*** EXERCISE DATA Section Begins ***
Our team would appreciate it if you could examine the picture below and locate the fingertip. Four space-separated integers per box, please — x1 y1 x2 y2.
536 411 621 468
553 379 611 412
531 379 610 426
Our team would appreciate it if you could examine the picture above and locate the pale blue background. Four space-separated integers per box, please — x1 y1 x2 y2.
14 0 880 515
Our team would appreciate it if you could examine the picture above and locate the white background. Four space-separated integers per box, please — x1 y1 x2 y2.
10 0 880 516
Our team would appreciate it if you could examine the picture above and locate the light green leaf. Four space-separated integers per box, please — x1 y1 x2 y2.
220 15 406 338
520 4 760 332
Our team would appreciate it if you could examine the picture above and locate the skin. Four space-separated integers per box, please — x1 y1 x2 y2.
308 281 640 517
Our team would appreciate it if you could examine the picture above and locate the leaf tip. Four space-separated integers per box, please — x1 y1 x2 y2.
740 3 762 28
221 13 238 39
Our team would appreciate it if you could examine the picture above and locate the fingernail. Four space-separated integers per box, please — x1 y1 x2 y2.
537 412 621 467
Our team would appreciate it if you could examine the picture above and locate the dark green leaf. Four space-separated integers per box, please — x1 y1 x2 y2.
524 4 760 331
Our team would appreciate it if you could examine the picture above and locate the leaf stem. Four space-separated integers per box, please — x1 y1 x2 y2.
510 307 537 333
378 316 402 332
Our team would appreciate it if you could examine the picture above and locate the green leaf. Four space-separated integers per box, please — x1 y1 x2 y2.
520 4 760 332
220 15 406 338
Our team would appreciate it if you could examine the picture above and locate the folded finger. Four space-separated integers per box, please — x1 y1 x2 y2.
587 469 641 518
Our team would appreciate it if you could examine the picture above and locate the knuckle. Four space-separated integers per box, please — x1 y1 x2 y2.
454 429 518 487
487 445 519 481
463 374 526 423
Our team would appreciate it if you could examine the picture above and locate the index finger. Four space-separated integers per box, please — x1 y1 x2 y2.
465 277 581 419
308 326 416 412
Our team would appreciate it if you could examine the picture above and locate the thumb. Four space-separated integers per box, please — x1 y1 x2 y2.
*** EXERCISE DATA Section Ends ***
BRIEF:
Nothing is to be left out; reproduce each record exactly.

ANSWER FOR THE TASK:
Our team would appreciate it if you could examine the picture below and locate the fingertip. Four space-separated integers per box, please — x1 y1 x2 y2.
536 411 621 468
553 379 611 412
531 379 610 426
Our team would appreciate it if you could examine the picture above and locate the pale blue background. Four space-separated integers per box, please — x1 y1 x2 y2.
14 0 880 515
Our team would appreciate it if you could examine the picture above and locate the white background. Four space-separated integers per box, please — x1 y1 x2 y2.
10 0 880 516
Our team would appreciate it if you could examine the picture above and locate the light green leaf. Four space-separated integers per box, please — x1 y1 x2 y2.
220 15 406 338
520 4 760 332
Our team would appreciate it if you could examine the picture above and locate the skin. Four space-separated integers per box, please — x1 y1 x2 y2.
308 281 640 517
Our team would appreciate it if you could examine the picture above and locate the leaf tip. Four space-separated integers per box, please — x1 y1 x2 y2.
740 3 762 28
221 13 238 39
Our team would appreciate it if you could examine the picture above and locate the fingernail. Four space-separated integers per box, please — x1 y1 x2 y2.
537 412 621 467
Our team would appreciate it if you could examine the picture above and locate the dark green leaf. Four space-separated integers per box, please — x1 y1 x2 y2.
524 4 760 331
Our team would appreciate it if you could examine the picture above and locate the leaf stem. Four space-separated integers per box, please — x1 y1 x2 y2.
510 307 537 333
378 316 402 332
Our team would appreciate it if you could examine the picture above and locate the green leaf. Four space-separated integers per box, please — x1 y1 x2 y2.
520 4 760 332
220 15 406 338
Our team would appreciate it if you could examine the picture above and locate the folded finger. Four space-separated integers per box, please — x1 y1 x2 y2.
587 469 641 518
Our team would appreciate it if you could examine the picture above and locate the knuckle. Four space-separated integers per box, please — x1 y1 x2 y2.
454 429 518 487
487 445 519 481
463 374 526 423
Our team would appreciate it if you could examine the picture above and locate the index finger. Four space-separated integers per box, please — x1 y1 x2 y2.
465 277 581 419
308 326 416 412
Our team would appreciate it if you could examine the picture above and locate the thumb. Four space-separated integers per box, please — x1 y1 x2 y2.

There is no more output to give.